# [WHAT YOU WILL DO]
Return, unchanged, the lines of the data below, from the line with "obj: compound eye | bbox --json" through the final line of the data, both included.
— Start of SUPPLIED RECORDS —
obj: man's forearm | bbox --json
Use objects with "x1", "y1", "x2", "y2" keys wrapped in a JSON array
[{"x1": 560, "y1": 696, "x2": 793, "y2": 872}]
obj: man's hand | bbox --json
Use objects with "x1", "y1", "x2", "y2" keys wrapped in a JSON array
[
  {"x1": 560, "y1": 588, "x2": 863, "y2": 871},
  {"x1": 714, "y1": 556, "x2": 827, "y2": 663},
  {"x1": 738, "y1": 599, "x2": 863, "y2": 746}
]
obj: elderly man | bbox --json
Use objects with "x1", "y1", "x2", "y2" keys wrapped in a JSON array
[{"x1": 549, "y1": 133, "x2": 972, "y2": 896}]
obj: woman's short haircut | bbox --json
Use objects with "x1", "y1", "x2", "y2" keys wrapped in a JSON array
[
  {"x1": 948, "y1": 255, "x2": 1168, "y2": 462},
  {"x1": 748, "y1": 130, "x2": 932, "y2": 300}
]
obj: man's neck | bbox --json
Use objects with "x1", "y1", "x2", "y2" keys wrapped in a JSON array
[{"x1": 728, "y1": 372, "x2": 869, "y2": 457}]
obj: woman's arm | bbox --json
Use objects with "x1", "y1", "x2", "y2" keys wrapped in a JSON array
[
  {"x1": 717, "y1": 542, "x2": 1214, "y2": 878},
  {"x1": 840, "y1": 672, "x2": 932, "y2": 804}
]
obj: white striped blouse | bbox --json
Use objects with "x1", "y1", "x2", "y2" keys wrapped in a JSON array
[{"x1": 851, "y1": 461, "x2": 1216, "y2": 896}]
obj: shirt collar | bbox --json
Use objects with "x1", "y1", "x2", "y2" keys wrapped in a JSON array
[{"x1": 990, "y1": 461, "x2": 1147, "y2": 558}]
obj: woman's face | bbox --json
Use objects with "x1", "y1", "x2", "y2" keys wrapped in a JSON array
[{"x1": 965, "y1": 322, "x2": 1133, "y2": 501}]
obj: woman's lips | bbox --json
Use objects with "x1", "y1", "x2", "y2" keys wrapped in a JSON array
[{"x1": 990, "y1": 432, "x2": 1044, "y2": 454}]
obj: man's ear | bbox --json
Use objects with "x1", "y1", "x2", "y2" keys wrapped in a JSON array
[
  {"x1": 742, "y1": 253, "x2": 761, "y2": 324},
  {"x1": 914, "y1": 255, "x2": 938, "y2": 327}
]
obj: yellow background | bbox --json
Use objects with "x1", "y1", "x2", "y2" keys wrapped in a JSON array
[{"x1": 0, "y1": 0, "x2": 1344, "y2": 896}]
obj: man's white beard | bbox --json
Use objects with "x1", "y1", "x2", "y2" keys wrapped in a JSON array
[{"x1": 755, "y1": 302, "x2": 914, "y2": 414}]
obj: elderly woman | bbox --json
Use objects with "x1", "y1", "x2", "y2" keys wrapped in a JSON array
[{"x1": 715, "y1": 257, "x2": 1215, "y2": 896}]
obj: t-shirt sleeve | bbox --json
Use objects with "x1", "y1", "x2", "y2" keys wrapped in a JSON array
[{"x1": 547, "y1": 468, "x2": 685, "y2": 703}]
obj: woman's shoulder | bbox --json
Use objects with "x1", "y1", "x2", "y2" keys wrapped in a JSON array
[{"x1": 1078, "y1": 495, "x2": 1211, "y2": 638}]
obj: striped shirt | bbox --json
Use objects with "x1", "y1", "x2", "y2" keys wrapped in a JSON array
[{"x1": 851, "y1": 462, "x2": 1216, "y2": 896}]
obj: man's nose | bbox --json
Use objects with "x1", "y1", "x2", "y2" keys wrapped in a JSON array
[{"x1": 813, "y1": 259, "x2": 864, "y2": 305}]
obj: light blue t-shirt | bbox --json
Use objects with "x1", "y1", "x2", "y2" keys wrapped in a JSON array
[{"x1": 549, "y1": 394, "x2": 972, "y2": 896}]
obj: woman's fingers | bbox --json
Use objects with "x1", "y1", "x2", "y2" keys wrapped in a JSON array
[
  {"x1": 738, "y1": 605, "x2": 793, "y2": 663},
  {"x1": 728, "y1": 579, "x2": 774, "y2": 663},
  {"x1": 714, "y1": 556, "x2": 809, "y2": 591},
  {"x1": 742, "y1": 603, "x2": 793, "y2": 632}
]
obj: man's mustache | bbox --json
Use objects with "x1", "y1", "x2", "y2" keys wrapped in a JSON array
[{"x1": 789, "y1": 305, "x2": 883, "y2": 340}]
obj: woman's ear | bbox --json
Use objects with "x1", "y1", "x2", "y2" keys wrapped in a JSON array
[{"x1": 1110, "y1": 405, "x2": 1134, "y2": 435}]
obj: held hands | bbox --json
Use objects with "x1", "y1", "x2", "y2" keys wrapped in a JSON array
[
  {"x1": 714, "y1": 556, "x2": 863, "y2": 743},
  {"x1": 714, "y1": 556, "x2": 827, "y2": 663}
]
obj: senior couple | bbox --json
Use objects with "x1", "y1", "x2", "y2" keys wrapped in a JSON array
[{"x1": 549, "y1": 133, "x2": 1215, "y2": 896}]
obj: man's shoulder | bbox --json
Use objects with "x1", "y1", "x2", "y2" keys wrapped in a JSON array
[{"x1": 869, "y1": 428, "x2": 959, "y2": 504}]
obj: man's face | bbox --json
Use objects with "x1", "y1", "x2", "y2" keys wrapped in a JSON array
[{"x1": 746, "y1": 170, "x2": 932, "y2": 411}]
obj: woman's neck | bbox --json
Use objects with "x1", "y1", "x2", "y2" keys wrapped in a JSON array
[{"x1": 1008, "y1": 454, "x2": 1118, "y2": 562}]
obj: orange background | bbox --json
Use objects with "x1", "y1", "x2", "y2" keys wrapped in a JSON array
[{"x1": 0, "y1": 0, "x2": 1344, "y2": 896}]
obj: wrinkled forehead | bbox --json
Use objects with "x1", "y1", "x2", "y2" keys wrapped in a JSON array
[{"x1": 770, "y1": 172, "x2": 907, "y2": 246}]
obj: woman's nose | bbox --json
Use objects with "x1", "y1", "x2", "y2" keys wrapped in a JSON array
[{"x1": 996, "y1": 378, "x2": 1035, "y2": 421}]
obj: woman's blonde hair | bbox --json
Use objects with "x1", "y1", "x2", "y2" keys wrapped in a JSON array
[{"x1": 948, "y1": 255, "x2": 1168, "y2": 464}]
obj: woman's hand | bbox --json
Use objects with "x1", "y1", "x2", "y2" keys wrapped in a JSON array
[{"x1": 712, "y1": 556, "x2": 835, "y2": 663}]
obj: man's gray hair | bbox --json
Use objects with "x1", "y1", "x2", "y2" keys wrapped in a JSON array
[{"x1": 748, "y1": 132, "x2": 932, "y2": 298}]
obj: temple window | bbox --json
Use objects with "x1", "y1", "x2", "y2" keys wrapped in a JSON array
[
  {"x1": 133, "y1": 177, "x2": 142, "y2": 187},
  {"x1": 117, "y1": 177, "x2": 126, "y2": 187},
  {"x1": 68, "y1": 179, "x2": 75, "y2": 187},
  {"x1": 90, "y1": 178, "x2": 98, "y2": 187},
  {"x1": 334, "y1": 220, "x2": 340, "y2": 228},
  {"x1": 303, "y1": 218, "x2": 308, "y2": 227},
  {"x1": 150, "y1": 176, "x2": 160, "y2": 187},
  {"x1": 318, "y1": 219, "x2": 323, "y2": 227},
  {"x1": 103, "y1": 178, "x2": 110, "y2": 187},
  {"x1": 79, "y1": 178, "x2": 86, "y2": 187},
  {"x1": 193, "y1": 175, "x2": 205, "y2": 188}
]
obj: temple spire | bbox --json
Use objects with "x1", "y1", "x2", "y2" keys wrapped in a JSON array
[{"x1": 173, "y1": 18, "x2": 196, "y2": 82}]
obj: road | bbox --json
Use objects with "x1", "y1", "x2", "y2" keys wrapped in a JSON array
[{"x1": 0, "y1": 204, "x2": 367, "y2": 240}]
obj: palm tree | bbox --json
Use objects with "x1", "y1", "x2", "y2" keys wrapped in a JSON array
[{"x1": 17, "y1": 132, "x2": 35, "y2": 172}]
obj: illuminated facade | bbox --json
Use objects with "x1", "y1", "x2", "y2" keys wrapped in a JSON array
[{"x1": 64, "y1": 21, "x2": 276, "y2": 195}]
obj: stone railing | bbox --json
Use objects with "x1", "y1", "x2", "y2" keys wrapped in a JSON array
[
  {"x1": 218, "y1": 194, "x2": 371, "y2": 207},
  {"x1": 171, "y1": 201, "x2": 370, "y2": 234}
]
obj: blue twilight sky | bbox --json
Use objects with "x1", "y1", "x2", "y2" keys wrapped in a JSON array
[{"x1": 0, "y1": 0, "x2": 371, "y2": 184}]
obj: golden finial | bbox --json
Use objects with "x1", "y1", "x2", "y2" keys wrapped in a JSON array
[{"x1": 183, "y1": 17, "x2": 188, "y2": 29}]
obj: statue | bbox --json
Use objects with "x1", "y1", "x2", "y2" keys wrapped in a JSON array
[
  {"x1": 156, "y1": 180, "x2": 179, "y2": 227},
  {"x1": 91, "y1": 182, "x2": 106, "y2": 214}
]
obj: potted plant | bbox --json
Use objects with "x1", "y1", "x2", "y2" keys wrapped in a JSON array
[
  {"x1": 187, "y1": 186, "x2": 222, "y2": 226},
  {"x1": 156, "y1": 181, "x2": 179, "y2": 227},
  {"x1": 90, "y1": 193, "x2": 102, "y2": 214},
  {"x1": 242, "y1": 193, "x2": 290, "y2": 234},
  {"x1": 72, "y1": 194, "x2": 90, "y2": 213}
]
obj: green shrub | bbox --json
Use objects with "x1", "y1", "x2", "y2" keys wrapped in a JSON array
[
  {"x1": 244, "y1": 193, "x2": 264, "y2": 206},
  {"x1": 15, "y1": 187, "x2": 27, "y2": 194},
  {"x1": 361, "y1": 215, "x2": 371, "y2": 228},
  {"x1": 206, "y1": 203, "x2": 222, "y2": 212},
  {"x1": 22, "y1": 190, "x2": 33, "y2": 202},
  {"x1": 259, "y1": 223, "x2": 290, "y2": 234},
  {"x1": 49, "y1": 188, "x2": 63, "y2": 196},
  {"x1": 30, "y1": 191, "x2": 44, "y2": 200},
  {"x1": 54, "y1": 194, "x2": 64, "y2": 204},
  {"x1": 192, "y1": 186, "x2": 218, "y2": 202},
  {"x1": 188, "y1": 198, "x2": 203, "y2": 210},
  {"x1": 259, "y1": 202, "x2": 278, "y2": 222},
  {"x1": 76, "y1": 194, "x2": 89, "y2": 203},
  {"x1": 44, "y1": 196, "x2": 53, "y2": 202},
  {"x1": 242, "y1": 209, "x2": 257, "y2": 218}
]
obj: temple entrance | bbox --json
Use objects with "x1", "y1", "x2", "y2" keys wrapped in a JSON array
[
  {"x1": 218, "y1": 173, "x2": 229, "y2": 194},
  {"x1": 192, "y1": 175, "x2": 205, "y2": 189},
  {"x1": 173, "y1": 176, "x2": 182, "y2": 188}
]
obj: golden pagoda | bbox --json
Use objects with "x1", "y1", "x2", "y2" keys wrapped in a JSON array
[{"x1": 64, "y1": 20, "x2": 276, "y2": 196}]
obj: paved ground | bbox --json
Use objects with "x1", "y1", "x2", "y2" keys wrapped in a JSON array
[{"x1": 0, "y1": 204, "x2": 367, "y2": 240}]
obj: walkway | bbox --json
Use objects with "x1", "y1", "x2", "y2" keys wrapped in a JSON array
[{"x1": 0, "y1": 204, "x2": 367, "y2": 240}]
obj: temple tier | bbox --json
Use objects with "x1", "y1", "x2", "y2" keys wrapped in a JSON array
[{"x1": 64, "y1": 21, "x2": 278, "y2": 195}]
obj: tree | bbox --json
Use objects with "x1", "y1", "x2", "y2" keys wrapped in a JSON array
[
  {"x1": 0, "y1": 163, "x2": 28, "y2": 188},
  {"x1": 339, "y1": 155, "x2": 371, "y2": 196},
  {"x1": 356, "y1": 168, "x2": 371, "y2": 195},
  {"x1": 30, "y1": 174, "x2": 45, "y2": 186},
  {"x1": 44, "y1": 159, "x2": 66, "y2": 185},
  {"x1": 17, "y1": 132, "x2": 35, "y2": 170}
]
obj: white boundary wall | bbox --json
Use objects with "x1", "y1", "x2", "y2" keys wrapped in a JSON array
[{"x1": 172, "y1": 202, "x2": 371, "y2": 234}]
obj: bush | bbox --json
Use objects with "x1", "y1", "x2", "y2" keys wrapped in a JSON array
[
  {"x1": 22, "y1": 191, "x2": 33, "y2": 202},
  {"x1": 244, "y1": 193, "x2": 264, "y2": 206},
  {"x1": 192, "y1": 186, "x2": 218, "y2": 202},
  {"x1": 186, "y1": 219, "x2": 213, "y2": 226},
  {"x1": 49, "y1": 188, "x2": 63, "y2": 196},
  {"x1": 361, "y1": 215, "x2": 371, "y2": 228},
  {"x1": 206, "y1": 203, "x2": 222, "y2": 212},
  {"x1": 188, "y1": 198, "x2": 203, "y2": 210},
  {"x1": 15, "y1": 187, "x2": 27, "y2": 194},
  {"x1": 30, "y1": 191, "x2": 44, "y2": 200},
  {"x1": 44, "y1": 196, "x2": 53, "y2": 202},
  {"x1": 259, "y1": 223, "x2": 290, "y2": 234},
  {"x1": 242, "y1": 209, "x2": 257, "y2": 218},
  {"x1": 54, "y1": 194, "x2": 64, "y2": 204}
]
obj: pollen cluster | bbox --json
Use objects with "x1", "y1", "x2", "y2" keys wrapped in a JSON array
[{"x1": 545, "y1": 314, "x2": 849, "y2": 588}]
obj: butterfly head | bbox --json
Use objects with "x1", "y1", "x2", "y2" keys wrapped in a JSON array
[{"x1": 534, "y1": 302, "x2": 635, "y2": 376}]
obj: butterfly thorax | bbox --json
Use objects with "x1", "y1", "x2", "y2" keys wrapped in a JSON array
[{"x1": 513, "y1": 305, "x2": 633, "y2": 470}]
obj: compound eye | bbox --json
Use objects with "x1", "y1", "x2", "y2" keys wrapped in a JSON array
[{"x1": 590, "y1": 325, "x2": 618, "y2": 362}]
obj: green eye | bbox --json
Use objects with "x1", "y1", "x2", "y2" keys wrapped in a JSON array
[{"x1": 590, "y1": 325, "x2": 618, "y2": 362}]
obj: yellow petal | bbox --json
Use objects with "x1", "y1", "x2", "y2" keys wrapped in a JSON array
— End of SUPPLIED RECORDS —
# [RESULT OF THE TASK]
obj: compound eye | bbox --json
Use objects with "x1", "y1", "x2", "y2" keys wrapped in a JSON array
[{"x1": 590, "y1": 325, "x2": 618, "y2": 362}]
obj: green eye | bbox --json
Use objects with "x1", "y1", "x2", "y2" keys wrapped in a JSON array
[{"x1": 590, "y1": 325, "x2": 618, "y2": 362}]
obj: yellow petal | bbox --json
Use objects with "x1", "y1", "x2", "y2" keys wrapped in a JSON array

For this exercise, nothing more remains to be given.